Reviewed in CHOICE March 2020

In this important contribution to the discourse on the politics of identity and resistance, Azzarito (Columbia Univ.) problematizes the domain of health and fitness, particularly as experienced by minority and disenfranchised youth. Risk is inherent to deviation from the norm of a thin, toned body—a body that is ultimately a commodity in the marketplace of ideas. Against the totalizing discourse of the “monologue of one” fit body, Azzarito postulates that for young ethnic minorities, the body—and identity—inhabits the intersection of race, class, gender, and lived experience, rather than inhabiting one space. Young ethnic minorities may construct resistance and “re/imaging” in a variety of contexts, including physical education classes, performance in public spaces, and art exhibitions. Critical race theory and feminist theory inform Azzarito’s critique of an otherness made to be consumed and dominated, an identity that is always experienced as lacking and never truly assimilated. This work exposes how physicality can form resistance to a dominant discourse. As suggested by its subtitle, it shows how young marginalized minorities, including ethnic minorities as well as indigenous and other disenfranchised youth, struggle to make themselves seen, not only by the dominant society but, more importantly, by themselves. Summing Up: Highly recommended. Lower-division undergraduates through faculty and professionals. —K. Liu, Tuolumne Mi-Wuk Indian Health Center


Besnier, Niko. The anthropology of sport: bodies, borders, biopolitics, by Niko Besnier, Susan Brownell, and Thomas F. Carter. California, 2017 (c2018). 321p bibl index ISBN 9780520289000, $85.00; ISBN 9780520289017 pbk, $29.95; ISBN 9780520963818 ebook, $29.95.

### DATA EXTRACT
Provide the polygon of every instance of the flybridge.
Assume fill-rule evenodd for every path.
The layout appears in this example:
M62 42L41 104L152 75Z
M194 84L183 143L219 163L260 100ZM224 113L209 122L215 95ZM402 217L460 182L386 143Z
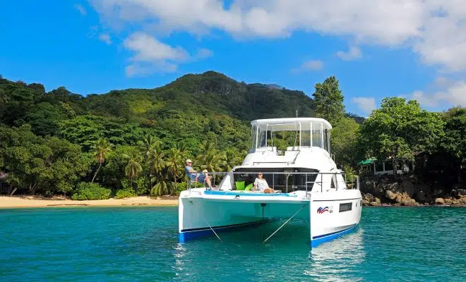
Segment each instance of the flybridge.
M208 235L221 240L217 231L273 219L286 221L263 243L294 218L310 223L313 247L354 230L361 219L361 192L357 176L355 181L353 176L347 178L330 157L332 125L313 118L251 124L251 150L241 166L228 173L205 173L214 183L221 181L213 190L181 192L179 241Z
M332 125L325 119L317 118L259 119L253 121L251 125L250 152L277 152L277 147L274 146L274 140L276 140L277 134L287 131L293 132L294 134L293 143L288 145L287 151L300 150L303 148L321 148L328 154L330 153L330 130L332 130Z

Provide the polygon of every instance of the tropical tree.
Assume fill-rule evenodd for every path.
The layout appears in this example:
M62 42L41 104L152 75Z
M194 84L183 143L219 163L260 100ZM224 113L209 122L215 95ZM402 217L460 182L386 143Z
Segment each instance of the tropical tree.
M201 168L207 169L208 171L210 172L220 171L227 165L225 158L225 155L220 153L218 150L214 149L210 151L203 155Z
M215 144L209 140L206 140L199 145L200 153L197 157L198 161L201 164L205 164L208 162L208 159L211 158L213 152L215 151Z
M165 155L160 150L151 147L149 149L147 155L147 164L149 166L149 178L150 182L150 188L152 189L153 179L155 176L156 179L160 179L162 173L166 166L165 161L164 159Z
M124 173L127 178L131 180L131 188L133 187L133 179L139 177L143 167L139 164L141 156L135 154L131 155L124 154L123 157L128 160L126 166L124 168Z
M99 173L102 164L105 161L105 158L108 154L112 150L112 145L106 139L99 139L94 145L94 157L95 160L99 163L99 167L97 168L94 177L92 177L92 180L90 181L91 183L94 183L94 179L95 176Z
M168 151L168 156L167 159L167 167L172 176L174 178L174 188L177 189L177 176L179 170L183 167L183 159L179 149L174 147L170 148Z
M239 156L237 152L233 149L227 149L223 155L223 161L222 162L222 170L227 172L233 168L234 166L238 166L241 163L241 159Z
M354 119L342 118L333 125L330 148L337 164L355 166L360 159L358 154L359 125Z
M450 109L443 115L445 135L441 147L455 160L458 182L461 182L461 167L466 165L466 108Z
M316 84L315 87L316 92L312 96L317 117L325 118L330 123L338 121L345 115L345 105L337 78L330 76L323 83Z
M398 159L412 160L415 152L437 148L443 124L439 114L423 110L417 101L386 98L361 126L361 145L366 157L392 158L395 173Z

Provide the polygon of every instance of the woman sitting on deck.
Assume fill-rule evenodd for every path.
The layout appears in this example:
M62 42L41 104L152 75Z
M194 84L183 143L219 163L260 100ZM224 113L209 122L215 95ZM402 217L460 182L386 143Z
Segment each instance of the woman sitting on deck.
M261 172L257 173L257 178L254 180L254 188L253 191L261 191L264 193L275 193L275 191L268 187L268 183L265 178L263 178L264 176Z

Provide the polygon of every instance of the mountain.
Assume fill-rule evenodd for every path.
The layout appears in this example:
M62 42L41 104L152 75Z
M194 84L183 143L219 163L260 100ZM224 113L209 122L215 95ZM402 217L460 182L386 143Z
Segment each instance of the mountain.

### WHAT THIS EXERCISE ASKS
• 1. According to the book review, the body and identity of young ethnic minorities inhabit the intersection of which factors? List them all.
• 2. Carry the book review forward from its last sentence.
The lines are material apart from the book review.

### RESPONSES TO THE EXERCISE
• 1. Race, class, gender, and lived experience.

• 2.
Reviewed in CHOICE January 2019

Three accomplished anthropologists provide a thorough overview of the anthropological study of sport. They combined their own specialty areas with prior anthropology publications as well as a survey of the literature of sport history, sociology, and philosophy to produce a thematically organized discussion of sport across the millennia and across the world as a whole. Topics include sport through the lens of colonialism and imperialism, health and the environment, cultural performance and mega-events, nationalism, social class, race, ethnicity, sex, gender, and sexuality. Each of these topics has been studied by other scholars in a variety of disciplines (which the authors acknowledge with detailed notes), but the strength of this work is both the connection of past scholarship with anthropological theory and the inclusion of a truly international perspective that encompasses the non-Western world. The authors’ own fieldwork experiences have included work in China, Brazil, Cuba, Tonga, Fiji, Japan, and Europe, resulting in additional insights. Although the structure necessitates some repetition, this weakness is counterbalanced by the fact that the individual chapters can largely stand alone. This ambitious endeavor is, on the whole, nicely done. Summing Up: Highly recommended. All levels. —S. K. Fields, University of Colorado-Denver


Connor, Steven. A philosophy of sport. Reaktion Books, 2011. 232p ISBN 186189869X pbk, $25.00; ISBN 9781861898692 pbk, $25.00.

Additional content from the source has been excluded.